▸ **Task description**
Swap "ceiling pipe" for "overhead pipe" throughout the lines below and return them with everything else unchanged. Leave the pictures out of your answer.

:: Dataset entries

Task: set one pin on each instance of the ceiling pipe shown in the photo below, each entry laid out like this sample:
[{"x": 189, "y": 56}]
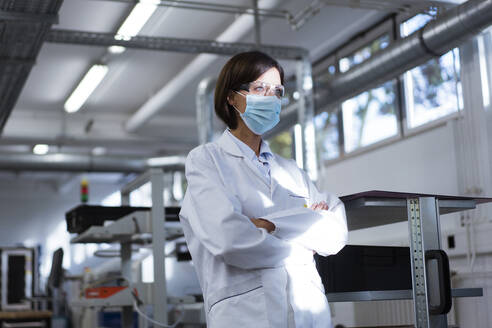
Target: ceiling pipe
[
  {"x": 436, "y": 38},
  {"x": 86, "y": 163},
  {"x": 235, "y": 32}
]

::::

▸ **Result**
Task: set one pin on each instance of the overhead pipe shown in the photo below, each entry laid out like this sample:
[{"x": 189, "y": 56}]
Target: overhead pipe
[
  {"x": 436, "y": 38},
  {"x": 86, "y": 163},
  {"x": 235, "y": 32}
]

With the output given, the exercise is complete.